--- RECORDED DATA ---

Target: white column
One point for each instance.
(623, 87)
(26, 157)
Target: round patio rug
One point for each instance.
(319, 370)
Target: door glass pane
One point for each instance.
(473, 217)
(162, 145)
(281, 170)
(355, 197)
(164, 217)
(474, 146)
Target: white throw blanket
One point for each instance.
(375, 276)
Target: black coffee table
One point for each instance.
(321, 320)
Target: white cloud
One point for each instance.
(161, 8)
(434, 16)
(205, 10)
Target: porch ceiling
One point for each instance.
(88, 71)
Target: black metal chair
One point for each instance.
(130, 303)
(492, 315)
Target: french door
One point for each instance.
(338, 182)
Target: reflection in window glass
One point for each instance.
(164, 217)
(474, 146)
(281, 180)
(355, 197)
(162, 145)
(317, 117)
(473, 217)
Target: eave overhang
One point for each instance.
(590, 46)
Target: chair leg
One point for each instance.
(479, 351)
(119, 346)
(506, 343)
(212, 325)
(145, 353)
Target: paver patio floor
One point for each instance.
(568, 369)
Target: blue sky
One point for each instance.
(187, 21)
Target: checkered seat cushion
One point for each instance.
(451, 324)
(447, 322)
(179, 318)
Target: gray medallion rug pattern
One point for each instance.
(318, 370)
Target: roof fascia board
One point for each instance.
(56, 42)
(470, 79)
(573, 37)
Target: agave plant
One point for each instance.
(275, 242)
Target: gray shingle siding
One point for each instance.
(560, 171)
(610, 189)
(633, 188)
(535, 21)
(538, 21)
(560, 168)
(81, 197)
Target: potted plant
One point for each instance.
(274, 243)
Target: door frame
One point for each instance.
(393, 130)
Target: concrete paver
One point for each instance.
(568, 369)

---
--- RECORDED DATA ---

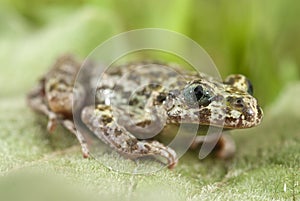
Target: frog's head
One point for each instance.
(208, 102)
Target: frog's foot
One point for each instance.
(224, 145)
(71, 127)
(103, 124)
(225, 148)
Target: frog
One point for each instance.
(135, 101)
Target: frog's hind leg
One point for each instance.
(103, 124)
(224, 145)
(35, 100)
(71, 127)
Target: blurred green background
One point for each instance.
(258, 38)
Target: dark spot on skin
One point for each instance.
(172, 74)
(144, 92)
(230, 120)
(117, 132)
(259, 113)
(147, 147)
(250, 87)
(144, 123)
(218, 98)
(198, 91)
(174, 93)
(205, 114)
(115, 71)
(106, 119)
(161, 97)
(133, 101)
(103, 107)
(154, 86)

---

EXERCISE PROMPT: Find every line in the material above that contains the word "white" and copy each of those lines.

SOLUTION BELOW:
Target: white column
Target: white throw blanket
Target: white cloud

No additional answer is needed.